(Beginning of Material for this task)
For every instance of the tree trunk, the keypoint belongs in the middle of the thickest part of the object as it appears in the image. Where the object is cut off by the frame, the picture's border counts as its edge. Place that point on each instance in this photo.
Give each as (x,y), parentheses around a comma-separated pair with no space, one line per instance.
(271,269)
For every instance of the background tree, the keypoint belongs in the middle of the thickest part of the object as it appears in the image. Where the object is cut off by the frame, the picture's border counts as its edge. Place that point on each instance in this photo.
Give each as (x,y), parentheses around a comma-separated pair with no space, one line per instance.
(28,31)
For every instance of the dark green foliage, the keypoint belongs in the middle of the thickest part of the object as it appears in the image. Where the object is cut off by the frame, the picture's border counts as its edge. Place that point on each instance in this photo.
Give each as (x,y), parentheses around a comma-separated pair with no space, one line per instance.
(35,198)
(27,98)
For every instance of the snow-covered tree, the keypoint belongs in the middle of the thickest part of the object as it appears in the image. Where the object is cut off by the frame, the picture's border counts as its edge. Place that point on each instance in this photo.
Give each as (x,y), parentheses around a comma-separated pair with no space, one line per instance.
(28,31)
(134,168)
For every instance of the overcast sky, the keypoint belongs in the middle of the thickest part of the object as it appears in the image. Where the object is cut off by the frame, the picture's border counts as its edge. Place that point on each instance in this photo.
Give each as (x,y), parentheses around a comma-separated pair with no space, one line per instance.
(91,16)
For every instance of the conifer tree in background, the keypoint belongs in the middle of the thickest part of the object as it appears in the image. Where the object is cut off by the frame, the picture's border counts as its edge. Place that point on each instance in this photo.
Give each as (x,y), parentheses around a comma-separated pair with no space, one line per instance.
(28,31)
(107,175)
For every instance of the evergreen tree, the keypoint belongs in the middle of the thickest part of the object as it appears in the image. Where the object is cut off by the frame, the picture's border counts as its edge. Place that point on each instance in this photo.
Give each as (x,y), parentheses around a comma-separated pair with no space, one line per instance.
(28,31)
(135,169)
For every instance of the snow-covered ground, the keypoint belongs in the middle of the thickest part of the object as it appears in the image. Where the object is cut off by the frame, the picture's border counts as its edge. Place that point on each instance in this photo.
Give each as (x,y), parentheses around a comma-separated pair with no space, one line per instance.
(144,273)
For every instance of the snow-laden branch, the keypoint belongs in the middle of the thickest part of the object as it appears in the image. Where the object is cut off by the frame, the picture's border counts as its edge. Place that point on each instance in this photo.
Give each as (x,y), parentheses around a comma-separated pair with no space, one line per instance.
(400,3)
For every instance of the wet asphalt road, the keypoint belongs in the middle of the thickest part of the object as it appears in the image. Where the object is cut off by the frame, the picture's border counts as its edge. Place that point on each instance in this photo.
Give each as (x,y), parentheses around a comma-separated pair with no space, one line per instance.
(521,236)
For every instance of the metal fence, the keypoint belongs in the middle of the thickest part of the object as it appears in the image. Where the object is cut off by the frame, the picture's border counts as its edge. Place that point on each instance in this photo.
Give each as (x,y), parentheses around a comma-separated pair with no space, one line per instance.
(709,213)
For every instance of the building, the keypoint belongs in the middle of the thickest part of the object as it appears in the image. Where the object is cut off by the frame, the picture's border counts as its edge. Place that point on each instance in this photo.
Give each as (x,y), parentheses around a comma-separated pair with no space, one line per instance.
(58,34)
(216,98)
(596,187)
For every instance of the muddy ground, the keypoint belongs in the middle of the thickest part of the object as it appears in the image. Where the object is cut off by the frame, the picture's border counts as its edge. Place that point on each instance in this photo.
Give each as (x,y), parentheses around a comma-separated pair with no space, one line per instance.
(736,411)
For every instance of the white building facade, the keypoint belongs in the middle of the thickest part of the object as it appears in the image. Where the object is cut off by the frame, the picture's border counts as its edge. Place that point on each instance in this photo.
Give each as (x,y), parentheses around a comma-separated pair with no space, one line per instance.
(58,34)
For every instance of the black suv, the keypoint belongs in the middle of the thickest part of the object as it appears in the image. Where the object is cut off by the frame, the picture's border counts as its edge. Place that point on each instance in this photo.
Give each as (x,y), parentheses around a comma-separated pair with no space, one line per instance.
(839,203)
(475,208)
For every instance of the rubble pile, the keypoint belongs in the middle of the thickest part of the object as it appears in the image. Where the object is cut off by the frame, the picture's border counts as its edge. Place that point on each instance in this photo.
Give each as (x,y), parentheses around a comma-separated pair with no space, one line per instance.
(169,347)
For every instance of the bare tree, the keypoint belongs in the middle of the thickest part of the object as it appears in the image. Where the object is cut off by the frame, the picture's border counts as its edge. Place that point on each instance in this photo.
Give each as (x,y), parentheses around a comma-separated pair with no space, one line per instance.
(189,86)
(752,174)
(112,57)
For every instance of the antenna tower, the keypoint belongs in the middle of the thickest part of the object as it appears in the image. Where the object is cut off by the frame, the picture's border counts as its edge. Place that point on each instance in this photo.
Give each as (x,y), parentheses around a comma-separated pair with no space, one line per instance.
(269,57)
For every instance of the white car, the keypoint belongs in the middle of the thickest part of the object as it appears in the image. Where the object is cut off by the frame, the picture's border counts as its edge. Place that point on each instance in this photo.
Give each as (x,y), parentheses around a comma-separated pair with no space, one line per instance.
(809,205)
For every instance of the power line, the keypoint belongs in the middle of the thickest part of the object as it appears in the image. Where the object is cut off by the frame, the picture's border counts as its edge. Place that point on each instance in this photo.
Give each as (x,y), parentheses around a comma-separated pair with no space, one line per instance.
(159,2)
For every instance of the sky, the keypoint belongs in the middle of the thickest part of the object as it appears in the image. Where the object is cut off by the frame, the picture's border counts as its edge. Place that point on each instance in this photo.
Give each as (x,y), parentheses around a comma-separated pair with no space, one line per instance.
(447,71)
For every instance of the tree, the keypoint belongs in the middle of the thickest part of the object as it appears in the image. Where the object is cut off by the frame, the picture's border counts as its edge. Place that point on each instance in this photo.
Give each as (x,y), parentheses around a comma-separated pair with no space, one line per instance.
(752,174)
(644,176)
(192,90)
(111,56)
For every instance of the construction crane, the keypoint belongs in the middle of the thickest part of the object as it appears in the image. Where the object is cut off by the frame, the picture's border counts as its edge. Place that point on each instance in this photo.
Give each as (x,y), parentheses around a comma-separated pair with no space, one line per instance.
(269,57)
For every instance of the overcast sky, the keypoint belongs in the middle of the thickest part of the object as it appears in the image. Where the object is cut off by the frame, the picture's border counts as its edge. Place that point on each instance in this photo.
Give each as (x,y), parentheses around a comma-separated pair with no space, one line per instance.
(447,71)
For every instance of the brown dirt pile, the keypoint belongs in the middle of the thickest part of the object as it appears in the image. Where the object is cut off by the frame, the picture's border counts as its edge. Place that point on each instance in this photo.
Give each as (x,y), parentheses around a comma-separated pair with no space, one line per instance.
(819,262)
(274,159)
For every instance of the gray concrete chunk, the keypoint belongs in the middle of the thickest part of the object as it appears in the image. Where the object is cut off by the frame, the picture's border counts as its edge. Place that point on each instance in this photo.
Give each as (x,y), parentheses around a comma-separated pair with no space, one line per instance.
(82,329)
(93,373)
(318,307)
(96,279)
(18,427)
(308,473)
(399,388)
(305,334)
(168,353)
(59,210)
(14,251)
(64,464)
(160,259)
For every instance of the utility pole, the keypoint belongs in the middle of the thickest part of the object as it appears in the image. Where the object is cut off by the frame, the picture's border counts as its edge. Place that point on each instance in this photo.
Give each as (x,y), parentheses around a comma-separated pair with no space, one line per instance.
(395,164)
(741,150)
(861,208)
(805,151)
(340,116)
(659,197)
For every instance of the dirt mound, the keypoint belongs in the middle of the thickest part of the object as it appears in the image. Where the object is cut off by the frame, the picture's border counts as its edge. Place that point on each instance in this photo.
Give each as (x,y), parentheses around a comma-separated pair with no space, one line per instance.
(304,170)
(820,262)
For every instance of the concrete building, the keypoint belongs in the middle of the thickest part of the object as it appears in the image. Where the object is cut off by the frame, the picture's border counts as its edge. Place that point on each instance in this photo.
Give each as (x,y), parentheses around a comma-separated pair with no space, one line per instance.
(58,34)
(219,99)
(End of Material for this task)
What to produce — Lines with "concrete" in the records above: copy every one of them.

Task output —
For every instance of the gray concrete chunk, the keypoint belongs in the middle of the thickest part of the object as it appears in the image. Where the object is cut off by the frame, the picture's border counts as its edge. Place that point on each instance in this photo.
For every instance of the concrete building, the keypoint belongs in the middle of the thickest part of the object as it appears in the image. Where the object is cut off by the frame, the picture's border counts as its edge. Place that point on each instance in this photo.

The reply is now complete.